=== Source extract ===

1. Heat Ghee in a pressure cooker
2. When the ghee is hot, add mustard seeds and bring it to splutter
3. Add cumin seeds, fenugreek seeds until the seeds turn brown and the popping sound fastens
4. Add onion, turmeric powder, chili powder, curry leaves, Hing, paprika, and cook until the onion softens
5. Add tomato, lime juice and cook for another 5 minutes.
6. Wash toor dahl and soak in water while the tomato cooks
7. Add dahl and water to the pressure cooker.
9. Add sugar and salt and close lid to allow the Dahl to boil. Let 4-5 whistles blow.
10. Allow the steam to come out of the pressure cooker. When the lid of pressure cooker opens, garnish as desired.

Dahl is ready to be served hot as a soup or over a bed of white Basmati rice for an evening dish. Enjoy!

Thursday, November 13, 2008

Aloo Baigan (Potato and Eggplant)


1. 2 large eggplants
2. 3 Green onions, chopped
3. 1/2 tbspn garlic, minced
4. 1/4 tbspn ginger, minced
5. 2 small potatoes, peeled and cut into inches
6. Salt to taste
7. Paprika
8. 4-5 tbspns Olive oil
9. 1/2 bunch fresh coriander leaves, chopped finely
10. A pinch of Asafoetida (heeng)
11. 1 teaspoon mustard seeds
12. 1 teaspoon cumin seeds
13. 1/4 teaspoon turmeric powder

1. Heat olive oil in a large pot
2. When the oil is hot, add mustard seeds and let it pop.
3. When the mustard seeds start popping, add cumin seeds until it browns (in a few seconds)
4. Add green onion, garlic, and ginger.

=== Given entries ===

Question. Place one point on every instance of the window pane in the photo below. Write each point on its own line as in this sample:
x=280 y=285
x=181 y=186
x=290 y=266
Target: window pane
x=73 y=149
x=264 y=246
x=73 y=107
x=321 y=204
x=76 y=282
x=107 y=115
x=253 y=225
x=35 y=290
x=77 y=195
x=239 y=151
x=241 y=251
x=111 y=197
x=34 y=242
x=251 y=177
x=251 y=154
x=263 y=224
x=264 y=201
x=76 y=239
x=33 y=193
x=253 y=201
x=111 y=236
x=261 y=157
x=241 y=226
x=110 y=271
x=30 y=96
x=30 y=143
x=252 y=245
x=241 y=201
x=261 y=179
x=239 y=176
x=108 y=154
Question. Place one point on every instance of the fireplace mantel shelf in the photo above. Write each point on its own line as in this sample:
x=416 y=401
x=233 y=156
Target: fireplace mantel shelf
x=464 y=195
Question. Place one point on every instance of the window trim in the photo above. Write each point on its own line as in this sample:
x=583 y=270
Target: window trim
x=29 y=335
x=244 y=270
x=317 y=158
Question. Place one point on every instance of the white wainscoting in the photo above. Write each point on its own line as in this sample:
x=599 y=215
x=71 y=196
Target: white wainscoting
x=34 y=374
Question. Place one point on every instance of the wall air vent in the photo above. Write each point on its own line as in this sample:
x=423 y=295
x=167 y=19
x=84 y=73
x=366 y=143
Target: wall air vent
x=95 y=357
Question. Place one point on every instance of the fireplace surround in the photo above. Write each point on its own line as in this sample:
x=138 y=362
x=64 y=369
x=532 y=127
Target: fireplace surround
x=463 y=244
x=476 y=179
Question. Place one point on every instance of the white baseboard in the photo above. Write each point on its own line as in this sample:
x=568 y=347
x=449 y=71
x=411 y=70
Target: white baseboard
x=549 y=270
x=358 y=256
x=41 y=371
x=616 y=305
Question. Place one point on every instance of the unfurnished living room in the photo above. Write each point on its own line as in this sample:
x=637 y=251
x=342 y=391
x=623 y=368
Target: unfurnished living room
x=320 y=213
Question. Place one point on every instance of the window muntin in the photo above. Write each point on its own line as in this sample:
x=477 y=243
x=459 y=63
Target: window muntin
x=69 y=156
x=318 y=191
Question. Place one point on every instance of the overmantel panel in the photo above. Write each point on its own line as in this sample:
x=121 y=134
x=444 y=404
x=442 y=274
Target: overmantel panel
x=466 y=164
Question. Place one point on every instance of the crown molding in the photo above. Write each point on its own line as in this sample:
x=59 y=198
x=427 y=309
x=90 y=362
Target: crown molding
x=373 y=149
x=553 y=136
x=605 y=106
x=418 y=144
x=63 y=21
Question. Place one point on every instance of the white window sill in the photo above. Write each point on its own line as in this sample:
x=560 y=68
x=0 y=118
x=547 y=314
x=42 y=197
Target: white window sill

===

* Challenge *
Can you copy the recipe text word for word from "1. Heat olive" up to and including "a few seconds)"? You won't need the listing for this.

* Written answer *
1. Heat olive oil in a large pot
2. When the oil is hot, add mustard seeds and let it pop.
3. When the mustard seeds start popping, add cumin seeds until it browns (in a few seconds)